* 作業指示:
(1) ブログ記事によると、北東部5州の民主党予備選でヒラリー・クリントン氏が勝利したのは何州か。
(2) 熊本地震と米大統領選を扱ったブログ記事の続きを、最後の文の後から書いてください。

* 原文:
Home > 総合 > そこまで言うか!

そこまで言うか!

  • 2016-04-27 (Wed) 21:22
  • 総合

 熊本地震の「余波」でブログをアップする意欲も失せている。ケーブルテレビの韓国語ドラマや大リーグのテレビ観戦もほどほどの状態。一つには地震発生以来、NHKテレビを見ることが圧倒的に多くなっていることがある。やはり地震報道はNHKに頼らざるを得ない。パソコンでもしょっちゅう気象庁の発表をフォローしているが。 
 海の向こうでは米大統領選の指名候補争い。米国に戻った大学時代の恩師から定期的に最新のニュースがメールで送られてくるが、こちらも見出しを眺める程度であまり以前ほどには熱心に読めないでいる。本日(水曜日)、久しぶりにCNN放送を比較的長く見た。ペンシルベニア州やデラウェア州など北東部5州で行われた民主、共和両党の指名候補争い予備選の投票結果が例によって賑々しく報じられていた。民主党ではヒラリー・クリントン氏が4州で勝利し、民主党候補の座をほぼ手中にしたようだ。

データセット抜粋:

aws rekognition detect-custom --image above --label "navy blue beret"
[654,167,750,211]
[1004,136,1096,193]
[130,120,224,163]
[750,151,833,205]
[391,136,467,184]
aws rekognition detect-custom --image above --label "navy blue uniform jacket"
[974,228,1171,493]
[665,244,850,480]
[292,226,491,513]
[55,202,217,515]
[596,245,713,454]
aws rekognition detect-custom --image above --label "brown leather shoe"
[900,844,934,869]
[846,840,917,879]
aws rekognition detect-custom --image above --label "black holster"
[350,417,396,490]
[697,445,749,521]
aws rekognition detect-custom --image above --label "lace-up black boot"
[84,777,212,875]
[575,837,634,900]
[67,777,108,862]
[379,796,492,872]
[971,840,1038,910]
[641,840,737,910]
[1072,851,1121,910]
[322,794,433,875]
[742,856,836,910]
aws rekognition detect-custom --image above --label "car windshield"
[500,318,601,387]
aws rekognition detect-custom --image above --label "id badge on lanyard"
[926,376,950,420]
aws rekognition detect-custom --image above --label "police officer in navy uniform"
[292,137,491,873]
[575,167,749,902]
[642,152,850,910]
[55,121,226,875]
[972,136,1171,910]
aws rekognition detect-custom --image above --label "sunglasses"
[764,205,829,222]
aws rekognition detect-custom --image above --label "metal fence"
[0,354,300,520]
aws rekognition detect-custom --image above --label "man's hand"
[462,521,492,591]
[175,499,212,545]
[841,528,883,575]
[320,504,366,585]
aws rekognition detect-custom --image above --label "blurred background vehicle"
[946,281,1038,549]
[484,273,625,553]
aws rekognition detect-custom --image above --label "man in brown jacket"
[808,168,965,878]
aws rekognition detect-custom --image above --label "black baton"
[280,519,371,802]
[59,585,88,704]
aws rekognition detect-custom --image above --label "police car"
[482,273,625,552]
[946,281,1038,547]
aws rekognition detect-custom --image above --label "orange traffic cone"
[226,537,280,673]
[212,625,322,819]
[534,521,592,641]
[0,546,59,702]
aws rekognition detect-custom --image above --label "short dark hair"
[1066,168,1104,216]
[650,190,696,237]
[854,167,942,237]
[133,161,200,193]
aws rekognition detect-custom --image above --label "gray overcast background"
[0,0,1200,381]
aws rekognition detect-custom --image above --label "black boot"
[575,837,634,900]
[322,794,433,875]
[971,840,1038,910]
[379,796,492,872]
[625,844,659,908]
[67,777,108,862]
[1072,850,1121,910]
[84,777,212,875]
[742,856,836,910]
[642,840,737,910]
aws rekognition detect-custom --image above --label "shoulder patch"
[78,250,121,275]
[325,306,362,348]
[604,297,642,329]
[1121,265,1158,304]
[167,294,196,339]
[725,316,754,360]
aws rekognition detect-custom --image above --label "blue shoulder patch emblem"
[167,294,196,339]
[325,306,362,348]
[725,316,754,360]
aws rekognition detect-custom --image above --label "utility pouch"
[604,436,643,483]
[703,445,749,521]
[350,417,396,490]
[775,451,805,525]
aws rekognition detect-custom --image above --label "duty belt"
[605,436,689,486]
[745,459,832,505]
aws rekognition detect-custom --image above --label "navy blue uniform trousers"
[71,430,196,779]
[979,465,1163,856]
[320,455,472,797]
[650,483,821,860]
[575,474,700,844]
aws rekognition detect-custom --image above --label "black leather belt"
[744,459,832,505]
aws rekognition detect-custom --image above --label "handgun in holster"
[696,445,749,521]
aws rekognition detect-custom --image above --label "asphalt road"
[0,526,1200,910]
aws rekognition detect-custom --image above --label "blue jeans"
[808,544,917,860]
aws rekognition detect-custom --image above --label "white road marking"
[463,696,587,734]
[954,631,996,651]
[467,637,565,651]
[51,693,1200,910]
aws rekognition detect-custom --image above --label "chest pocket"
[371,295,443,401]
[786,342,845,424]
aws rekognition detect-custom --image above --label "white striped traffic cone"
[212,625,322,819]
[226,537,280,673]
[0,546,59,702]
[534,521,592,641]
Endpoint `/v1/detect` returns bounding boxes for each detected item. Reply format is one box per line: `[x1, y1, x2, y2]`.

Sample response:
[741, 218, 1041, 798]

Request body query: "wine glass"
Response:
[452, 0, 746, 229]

* 課題の出力:
(1) 4州。

(2)
 共和党では不動産王のドナルド・トランプ氏が全5州で圧勝した。トランプ氏が共和党の候補者となる可能性が一段と現実味を帯びてきた感がある。この日の勝利宣言での彼の発言を聞くと、これも例によって鼻高々、高慢な発言のオンパレードだった。目の敵にしているクリントン氏のことを「詐欺的ヒラリー」(crooked Hillary)と揶揄し、彼女の強みは女性候補であるということだけであり、それでも彼女は女性有権者からさえも嫌われていると言いたい放題だった。(crooked:発音は我々の耳にはクルーケッドのように聞こえる)
 トランプ氏の言葉を聞いていると、米作家サリンジャーの名作 "The Catcher in the Rye" (『ライ麦畑でつかまえて』)に登場する主人公、ホールデン少年のことを思い出した。少年が生きていれば、トランプ氏こそ「インチキ野郎」(phony)の親玉と酷評するのではないかと思えたからだ。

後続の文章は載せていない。